BEIRUT (PIC)– The Lebanese parliament passed a law on Tuesday allowing the Palestinian refugees to work in all private sectors after their job rights were limited to the most menial professions for decades.
Under this law Lebanon’s refugees will have the right to claim free work permits for employment in the private sector.
They will also be able to claim cover for work-related accidents and retirement indemnities from their own social security fund to which they will pay contributions while working.
The Palestinians’ rights in Lebanon remain well short of the ones enjoyed by Palestinian refugees in Syria Jordan and elsewhere in the region.
Palestinians in Lebanon will still be unable to work in the public sector or in professions such as medicine law or engineering where membership of Lebanese syndicates is compulsory.
They will also continue to be denied access to Lebanese state medical or educational facilities at the pretext that those services are provided to the refugees by the UNRWA which is currently suffering from a severe financing deficit.
Meanwhile dozens of Palestinian refugees rallied in Riyadh Al-Solh square in downtown Beirut to urge the Lebanese parliament to work on granting them their civil rights fully.

Records shown →
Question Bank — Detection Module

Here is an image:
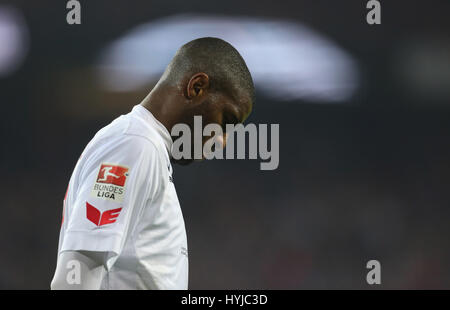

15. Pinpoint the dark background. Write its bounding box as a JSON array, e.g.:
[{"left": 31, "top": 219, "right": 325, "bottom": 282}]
[{"left": 0, "top": 0, "right": 450, "bottom": 289}]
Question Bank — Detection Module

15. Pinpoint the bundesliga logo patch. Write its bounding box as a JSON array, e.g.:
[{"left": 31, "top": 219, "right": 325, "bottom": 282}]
[{"left": 91, "top": 164, "right": 128, "bottom": 202}]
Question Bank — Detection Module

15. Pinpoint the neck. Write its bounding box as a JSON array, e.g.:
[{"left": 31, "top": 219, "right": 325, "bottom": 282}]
[{"left": 141, "top": 83, "right": 180, "bottom": 133}]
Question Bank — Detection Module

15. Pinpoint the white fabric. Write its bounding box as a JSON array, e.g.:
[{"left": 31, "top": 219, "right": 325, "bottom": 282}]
[{"left": 58, "top": 105, "right": 188, "bottom": 289}]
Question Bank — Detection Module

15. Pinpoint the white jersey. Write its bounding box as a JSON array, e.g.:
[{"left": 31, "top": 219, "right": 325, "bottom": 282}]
[{"left": 58, "top": 105, "right": 188, "bottom": 289}]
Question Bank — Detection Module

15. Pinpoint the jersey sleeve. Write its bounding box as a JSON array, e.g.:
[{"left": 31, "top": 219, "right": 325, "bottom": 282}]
[{"left": 60, "top": 135, "right": 165, "bottom": 266}]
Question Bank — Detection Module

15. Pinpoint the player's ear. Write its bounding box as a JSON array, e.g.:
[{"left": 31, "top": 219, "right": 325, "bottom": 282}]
[{"left": 186, "top": 72, "right": 209, "bottom": 99}]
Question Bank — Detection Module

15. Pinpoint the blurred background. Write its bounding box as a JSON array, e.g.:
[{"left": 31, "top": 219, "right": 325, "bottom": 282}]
[{"left": 0, "top": 0, "right": 450, "bottom": 289}]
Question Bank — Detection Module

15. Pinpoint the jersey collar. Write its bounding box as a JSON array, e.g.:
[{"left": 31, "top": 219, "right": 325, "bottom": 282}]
[{"left": 133, "top": 104, "right": 173, "bottom": 157}]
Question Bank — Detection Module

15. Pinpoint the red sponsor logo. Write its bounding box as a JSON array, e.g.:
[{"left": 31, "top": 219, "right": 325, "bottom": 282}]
[
  {"left": 97, "top": 164, "right": 128, "bottom": 186},
  {"left": 86, "top": 202, "right": 122, "bottom": 226}
]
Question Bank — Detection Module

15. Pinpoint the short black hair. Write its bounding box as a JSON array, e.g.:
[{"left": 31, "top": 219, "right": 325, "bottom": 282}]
[{"left": 165, "top": 37, "right": 255, "bottom": 103}]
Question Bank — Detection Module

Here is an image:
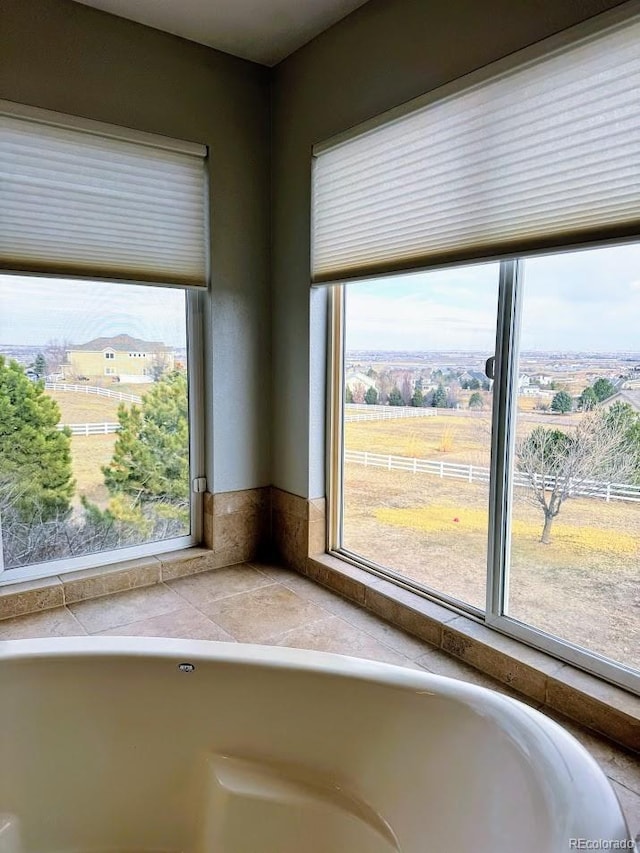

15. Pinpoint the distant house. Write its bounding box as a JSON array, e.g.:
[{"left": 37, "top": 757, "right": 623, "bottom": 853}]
[
  {"left": 345, "top": 371, "right": 376, "bottom": 392},
  {"left": 63, "top": 334, "right": 175, "bottom": 383},
  {"left": 601, "top": 390, "right": 640, "bottom": 412}
]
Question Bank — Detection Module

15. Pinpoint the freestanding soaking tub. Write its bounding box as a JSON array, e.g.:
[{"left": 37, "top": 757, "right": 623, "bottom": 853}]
[{"left": 0, "top": 637, "right": 633, "bottom": 853}]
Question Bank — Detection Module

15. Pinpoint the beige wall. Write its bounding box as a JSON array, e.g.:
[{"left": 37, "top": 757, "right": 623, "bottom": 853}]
[
  {"left": 0, "top": 0, "right": 271, "bottom": 491},
  {"left": 272, "top": 0, "right": 618, "bottom": 498}
]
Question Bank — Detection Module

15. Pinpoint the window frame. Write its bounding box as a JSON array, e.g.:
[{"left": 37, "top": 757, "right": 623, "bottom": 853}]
[
  {"left": 326, "top": 250, "right": 640, "bottom": 695},
  {"left": 0, "top": 282, "right": 206, "bottom": 588}
]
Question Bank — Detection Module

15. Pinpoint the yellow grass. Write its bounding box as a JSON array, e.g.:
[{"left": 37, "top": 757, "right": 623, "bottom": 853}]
[
  {"left": 71, "top": 434, "right": 117, "bottom": 508},
  {"left": 46, "top": 391, "right": 119, "bottom": 424},
  {"left": 345, "top": 412, "right": 491, "bottom": 464},
  {"left": 373, "top": 504, "right": 637, "bottom": 556}
]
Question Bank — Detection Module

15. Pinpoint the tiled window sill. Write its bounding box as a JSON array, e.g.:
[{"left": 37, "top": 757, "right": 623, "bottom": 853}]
[
  {"left": 305, "top": 554, "right": 640, "bottom": 752},
  {"left": 0, "top": 548, "right": 236, "bottom": 619}
]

Assigned task 1 →
From the news report on Palestinian refugees' work rights in Lebanon, extract the passage starting with "The Palestinians’ rights" and going on through "civil rights fully.".
Assigned task 2 →
Answer these questions using the news report on Palestinian refugees' work rights in Lebanon:
(a) On what day did the Lebanese parliament pass the law?
(b) Where did the Palestinian refugees rally?
(c) Which body does the report say provides medical and educational services to the refugees?
Assigned task 3 →
Continue the news report on Palestinian refugees' work rights in Lebanon from the point at which it stops.

Written response 1 →
The Palestinians’ rights in Lebanon remain well short of the ones enjoyed by Palestinian refugees in Syria Jordan and elsewhere in the region.
Palestinians in Lebanon will still be unable to work in the public sector or in professions such as medicine law or engineering where membership of Lebanese syndicates is compulsory.
They will also continue to be denied access to Lebanese state medical or educational facilities at the pretext that those services are provided to the refugees by the UNRWA which is currently suffering from a severe financing deficit.
Meanwhile dozens of Palestinian refugees rallied in Riyadh Al-Solh square in downtown Beirut to urge the Lebanese parliament to work on granting them their civil rights fully.

Written response 2 →
(a) Tuesday
(b) Riyadh Al-Solh square in downtown Beirut
(c) The UNRWA

Written response 3 →
Dean of Palestinian engineers in Lebanon Ahmed Abu Jami’a stressed in a speech during the rally the need for removing the big confusion over the Palestinians’ refusal to be resettled in Lebanon and their demands for civil rights.
Abu Jami’a called on the Lebanese parliament to do justice to the Palestinian refugees and grant them all their civil social and humanitarian rights in its Tuesday’s session.
For its part the Hamas Movement hailed the decision taken by the Lebanese parliament over the Palestinian refugees’ employment rights as a positive step.
In a press release on Tuesday the Movement said that this step should be followed by other steps where the Palestinian refugee is still deprived of practicing free professions has no social and health security and is denied the right to own an apartment.
It emphasized that those human rights are necessary for protecting the dignity of Palestinian refugees in Lebanon and help confront all displacement and resettlement schemes.